• [REQUIRED ACTION]: With the pictures removed, the data below must be transcribed in full and exactly.

• [Stored items from a collection]:

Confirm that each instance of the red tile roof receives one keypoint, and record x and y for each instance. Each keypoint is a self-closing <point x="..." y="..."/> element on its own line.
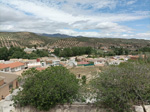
<point x="83" y="62"/>
<point x="40" y="69"/>
<point x="15" y="64"/>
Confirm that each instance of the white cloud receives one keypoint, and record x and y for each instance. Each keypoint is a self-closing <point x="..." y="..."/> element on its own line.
<point x="63" y="16"/>
<point x="131" y="2"/>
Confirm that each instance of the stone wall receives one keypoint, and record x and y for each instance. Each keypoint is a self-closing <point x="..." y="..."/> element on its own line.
<point x="65" y="108"/>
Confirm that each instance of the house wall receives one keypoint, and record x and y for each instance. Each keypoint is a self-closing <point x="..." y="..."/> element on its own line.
<point x="1" y="82"/>
<point x="5" y="90"/>
<point x="17" y="68"/>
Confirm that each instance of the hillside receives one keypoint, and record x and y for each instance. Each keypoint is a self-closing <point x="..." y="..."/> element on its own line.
<point x="99" y="42"/>
<point x="23" y="39"/>
<point x="27" y="39"/>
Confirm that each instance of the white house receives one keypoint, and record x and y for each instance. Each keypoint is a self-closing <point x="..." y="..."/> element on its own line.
<point x="16" y="66"/>
<point x="4" y="67"/>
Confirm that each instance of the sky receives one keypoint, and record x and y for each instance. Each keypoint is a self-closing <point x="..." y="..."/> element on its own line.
<point x="90" y="18"/>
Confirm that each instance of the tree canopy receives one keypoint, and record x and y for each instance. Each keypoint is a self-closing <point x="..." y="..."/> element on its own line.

• [SOLVED EXERCISE]:
Confirm that each instance of the red tile roof receives one keypoint, and record x and y for each instance. Each keypoint is a self-closing <point x="..." y="..."/> element on its own line.
<point x="83" y="62"/>
<point x="40" y="69"/>
<point x="15" y="64"/>
Confirm that each instance of the white cloud receives one keypoint, and record x and y for each instance. Each keypoint is a self-closing <point x="..." y="..."/> element on its own line.
<point x="63" y="16"/>
<point x="131" y="2"/>
Confirm that each instance of the stone wall receives one keypoint, and record x and y for each instance. Each keypoint is a self-closing <point x="..." y="..."/> element on its own line.
<point x="65" y="108"/>
Confirm that each instance of the house wall receives one keypoint, and record x and y for each instance. Each keypoint is a self-closing <point x="..." y="..."/> element on its own line.
<point x="1" y="82"/>
<point x="5" y="90"/>
<point x="17" y="68"/>
Confirm that each instance of the hillside receives one keypoint, and record x and y for each instance. Each keypoint is a self-closing <point x="..." y="..."/> element on its own line.
<point x="99" y="42"/>
<point x="23" y="39"/>
<point x="27" y="39"/>
Confirm that each instance of the white house receives one keypoint, and record x and y for each instance. Each keypoint is a self-closing <point x="..." y="..."/> element on its own line.
<point x="16" y="66"/>
<point x="4" y="67"/>
Confirm that each instance of the sky receives one keypoint, and record x and y for each instance. Each keypoint is a self-closing <point x="..." y="..."/> element on its own line.
<point x="90" y="18"/>
Confirm that each instance of the tree canopy receives one keypoint, and record x and y for each instance. Each keypoint is a self-closing <point x="..." y="..."/> element on its own line.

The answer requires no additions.